DATA FOR THE TASK →
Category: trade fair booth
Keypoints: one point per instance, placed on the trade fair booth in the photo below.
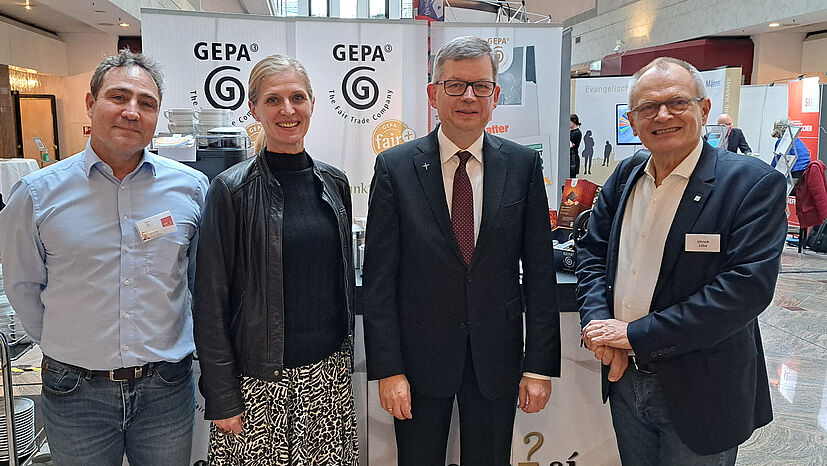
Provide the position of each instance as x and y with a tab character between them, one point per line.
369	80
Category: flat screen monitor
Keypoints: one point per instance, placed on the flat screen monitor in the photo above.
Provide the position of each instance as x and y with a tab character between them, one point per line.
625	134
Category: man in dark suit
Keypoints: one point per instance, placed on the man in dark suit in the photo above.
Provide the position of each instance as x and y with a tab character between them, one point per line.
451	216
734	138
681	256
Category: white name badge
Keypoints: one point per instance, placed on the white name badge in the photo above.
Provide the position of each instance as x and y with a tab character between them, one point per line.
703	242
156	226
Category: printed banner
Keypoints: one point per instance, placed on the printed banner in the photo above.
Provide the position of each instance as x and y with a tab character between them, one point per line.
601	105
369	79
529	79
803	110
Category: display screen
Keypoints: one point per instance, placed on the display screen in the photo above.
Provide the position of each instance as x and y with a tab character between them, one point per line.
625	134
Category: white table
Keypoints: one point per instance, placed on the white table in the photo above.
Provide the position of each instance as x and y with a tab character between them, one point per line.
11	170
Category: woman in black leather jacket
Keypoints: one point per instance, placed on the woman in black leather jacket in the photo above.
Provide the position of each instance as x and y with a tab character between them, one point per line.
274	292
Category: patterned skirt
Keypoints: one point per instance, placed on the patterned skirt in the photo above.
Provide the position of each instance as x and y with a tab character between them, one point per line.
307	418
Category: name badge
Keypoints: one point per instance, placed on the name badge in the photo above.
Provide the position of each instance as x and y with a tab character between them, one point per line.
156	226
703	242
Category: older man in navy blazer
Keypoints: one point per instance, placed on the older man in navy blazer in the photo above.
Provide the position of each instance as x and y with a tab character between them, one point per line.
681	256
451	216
--
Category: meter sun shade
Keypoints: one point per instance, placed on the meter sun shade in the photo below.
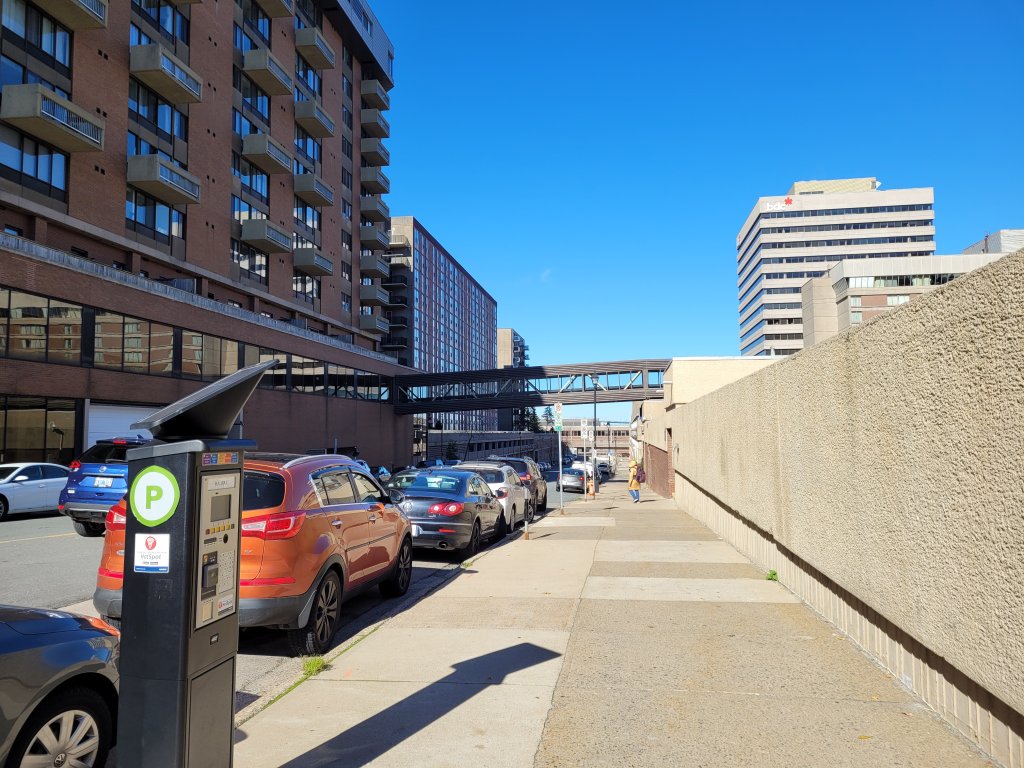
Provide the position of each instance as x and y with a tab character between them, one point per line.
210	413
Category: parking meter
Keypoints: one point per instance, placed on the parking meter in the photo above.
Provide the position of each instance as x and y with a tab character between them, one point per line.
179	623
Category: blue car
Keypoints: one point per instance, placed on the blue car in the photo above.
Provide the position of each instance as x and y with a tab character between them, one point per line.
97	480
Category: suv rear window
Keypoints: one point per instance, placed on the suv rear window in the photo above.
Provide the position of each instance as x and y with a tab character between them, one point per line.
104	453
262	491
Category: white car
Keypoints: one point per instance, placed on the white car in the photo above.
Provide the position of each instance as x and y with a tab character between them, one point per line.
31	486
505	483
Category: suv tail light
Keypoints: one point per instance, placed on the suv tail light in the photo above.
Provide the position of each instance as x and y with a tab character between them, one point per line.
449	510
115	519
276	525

WHAT YOU NEED TO DO →
Copy out the lines above from the line containing "Category: trade fair booth" through the line containing "Keypoints: one point per instance, placed on the flat", exactly, and keep the pictures out.

TASK SOLUTION →
Category: trade fair booth
Keypoints: one point per instance, placed on the trade fair booth in the photo below.
Provide the position of each instance as x and y with a tab character between them, one point per line.
369	80
Category: flat screen monitor
Keypoints: one point per instance, placed on the flat screen monitor in the photo above.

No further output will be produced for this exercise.